[DATASET ENTRIES]
Content starts

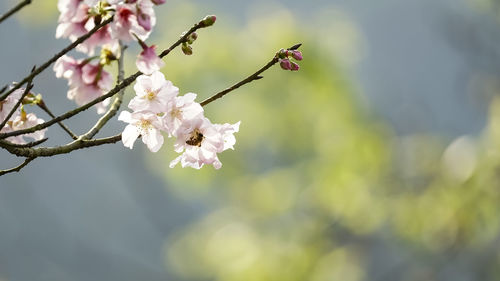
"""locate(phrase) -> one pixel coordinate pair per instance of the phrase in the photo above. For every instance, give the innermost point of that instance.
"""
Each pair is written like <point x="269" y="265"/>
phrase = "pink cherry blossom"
<point x="181" y="110"/>
<point x="201" y="143"/>
<point x="125" y="24"/>
<point x="153" y="93"/>
<point x="148" y="62"/>
<point x="145" y="124"/>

Content ends

[DIRECTIONS FOR THIS TASK] Output nothing but an exact retyping of the material, pictures excluded.

[TASK OUTPUT]
"""locate(phrase) -> one pixel coordinate pair per instance of the phrase in the photo above. For every instance, give the innermost point of that instance.
"""
Each pair is written like <point x="269" y="265"/>
phrase = "pink cherry blossom"
<point x="181" y="110"/>
<point x="201" y="143"/>
<point x="125" y="24"/>
<point x="153" y="93"/>
<point x="148" y="62"/>
<point x="145" y="124"/>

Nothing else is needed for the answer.